Work item: Filter the data below for the string "dark" and copy each matching line.

Segment Start: Input data

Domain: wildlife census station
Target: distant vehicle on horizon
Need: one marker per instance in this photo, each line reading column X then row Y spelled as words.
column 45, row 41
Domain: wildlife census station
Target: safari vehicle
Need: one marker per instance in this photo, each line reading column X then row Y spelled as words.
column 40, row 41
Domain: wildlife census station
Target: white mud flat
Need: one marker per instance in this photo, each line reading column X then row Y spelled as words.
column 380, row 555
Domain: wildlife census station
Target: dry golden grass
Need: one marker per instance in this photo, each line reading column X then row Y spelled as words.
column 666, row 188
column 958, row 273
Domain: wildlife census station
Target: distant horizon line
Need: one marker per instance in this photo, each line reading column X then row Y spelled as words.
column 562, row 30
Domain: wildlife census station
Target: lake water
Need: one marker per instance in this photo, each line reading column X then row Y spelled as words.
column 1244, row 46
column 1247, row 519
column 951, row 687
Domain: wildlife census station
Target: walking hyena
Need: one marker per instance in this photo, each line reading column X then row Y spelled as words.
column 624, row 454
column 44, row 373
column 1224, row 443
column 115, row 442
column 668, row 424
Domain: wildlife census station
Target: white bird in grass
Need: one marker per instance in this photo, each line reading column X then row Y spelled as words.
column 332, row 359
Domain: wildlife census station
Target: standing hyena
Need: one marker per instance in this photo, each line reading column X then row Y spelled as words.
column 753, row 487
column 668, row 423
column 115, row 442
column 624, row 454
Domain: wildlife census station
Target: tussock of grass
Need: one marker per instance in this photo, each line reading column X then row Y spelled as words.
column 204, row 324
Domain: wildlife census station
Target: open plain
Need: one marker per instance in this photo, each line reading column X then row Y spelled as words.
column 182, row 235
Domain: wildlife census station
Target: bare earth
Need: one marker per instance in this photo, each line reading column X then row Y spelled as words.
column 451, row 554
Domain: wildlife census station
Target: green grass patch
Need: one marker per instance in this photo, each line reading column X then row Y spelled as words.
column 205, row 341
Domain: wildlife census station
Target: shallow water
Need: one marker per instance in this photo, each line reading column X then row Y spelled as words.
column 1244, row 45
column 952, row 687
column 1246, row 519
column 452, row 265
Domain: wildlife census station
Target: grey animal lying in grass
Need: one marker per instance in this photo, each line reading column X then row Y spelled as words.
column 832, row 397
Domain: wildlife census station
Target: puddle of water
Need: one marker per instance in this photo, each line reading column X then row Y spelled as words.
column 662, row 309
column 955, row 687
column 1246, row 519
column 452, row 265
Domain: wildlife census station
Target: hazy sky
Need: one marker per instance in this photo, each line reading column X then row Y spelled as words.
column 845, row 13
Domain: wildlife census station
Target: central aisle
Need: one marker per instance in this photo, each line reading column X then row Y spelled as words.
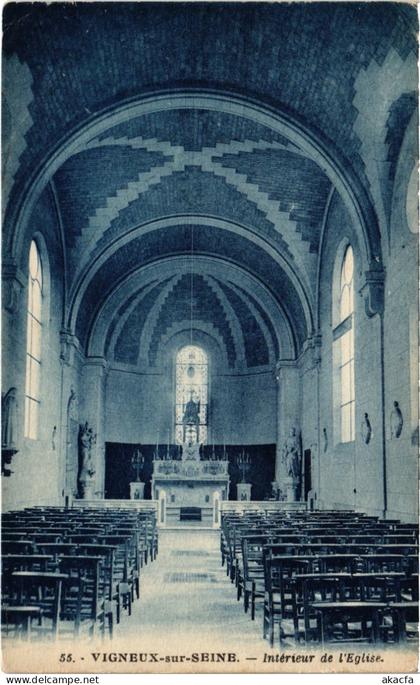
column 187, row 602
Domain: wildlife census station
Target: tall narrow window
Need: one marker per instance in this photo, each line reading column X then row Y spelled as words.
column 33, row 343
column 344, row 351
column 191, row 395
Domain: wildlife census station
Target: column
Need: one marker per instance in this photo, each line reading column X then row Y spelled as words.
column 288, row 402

Segment End: Input data
Segment Start: Input data

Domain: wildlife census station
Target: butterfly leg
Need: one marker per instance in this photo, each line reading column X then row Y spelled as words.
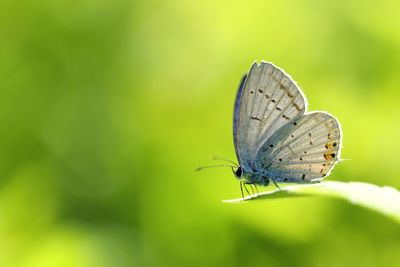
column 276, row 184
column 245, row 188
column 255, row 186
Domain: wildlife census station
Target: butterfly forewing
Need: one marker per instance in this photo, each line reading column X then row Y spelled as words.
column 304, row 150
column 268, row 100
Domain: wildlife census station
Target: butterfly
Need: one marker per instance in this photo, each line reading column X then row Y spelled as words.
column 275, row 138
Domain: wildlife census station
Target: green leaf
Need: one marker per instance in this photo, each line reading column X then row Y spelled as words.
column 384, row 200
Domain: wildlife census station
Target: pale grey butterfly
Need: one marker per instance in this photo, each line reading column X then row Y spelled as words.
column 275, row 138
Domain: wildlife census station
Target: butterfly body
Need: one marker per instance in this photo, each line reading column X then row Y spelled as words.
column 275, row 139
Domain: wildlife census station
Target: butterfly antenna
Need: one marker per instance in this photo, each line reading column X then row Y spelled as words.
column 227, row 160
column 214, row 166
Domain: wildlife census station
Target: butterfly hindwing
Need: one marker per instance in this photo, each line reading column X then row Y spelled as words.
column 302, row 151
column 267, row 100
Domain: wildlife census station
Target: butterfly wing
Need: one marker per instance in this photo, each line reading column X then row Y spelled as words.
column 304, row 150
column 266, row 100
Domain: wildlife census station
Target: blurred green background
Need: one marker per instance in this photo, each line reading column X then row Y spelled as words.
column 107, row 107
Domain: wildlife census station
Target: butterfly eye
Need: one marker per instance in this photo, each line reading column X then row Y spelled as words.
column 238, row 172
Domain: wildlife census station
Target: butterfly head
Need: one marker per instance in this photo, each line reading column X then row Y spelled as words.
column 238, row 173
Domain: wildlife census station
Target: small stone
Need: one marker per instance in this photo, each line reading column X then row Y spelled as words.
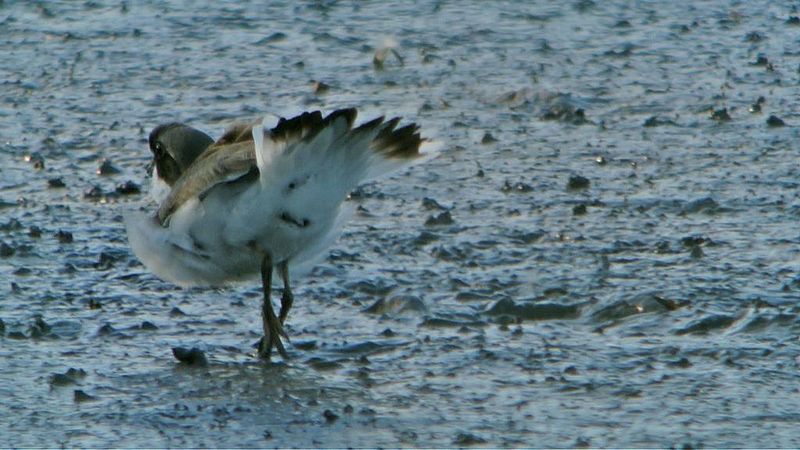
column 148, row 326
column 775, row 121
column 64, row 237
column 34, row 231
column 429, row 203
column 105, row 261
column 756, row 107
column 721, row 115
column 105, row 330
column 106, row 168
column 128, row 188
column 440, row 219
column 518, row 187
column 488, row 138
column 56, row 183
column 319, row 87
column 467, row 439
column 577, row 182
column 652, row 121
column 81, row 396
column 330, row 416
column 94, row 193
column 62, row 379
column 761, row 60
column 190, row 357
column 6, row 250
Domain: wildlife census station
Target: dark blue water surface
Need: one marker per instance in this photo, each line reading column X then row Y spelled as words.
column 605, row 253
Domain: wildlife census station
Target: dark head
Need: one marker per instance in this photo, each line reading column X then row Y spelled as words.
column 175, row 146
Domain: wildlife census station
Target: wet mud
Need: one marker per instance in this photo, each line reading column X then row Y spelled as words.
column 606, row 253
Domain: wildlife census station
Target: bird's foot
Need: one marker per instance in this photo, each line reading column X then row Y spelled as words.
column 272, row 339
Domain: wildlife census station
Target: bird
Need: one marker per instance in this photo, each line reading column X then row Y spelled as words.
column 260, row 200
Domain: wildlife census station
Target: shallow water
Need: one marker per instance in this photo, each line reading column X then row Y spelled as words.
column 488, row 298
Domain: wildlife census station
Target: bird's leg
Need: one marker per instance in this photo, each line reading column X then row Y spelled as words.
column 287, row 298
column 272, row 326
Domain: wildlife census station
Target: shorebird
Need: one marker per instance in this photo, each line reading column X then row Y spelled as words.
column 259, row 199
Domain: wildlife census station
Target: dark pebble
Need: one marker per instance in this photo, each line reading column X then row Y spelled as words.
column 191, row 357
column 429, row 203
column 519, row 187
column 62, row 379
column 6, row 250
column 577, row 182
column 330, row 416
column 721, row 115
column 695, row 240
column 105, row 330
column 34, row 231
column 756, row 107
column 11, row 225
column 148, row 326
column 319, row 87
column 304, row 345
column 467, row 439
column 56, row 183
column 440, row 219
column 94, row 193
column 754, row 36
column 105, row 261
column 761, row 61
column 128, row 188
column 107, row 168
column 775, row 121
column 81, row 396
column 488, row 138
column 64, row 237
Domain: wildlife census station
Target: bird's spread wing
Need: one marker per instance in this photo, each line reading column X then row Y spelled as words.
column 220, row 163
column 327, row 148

Segment End: Input data

Answer space:
Target: dark blue water surface
Target: dark head
Target: dark pebble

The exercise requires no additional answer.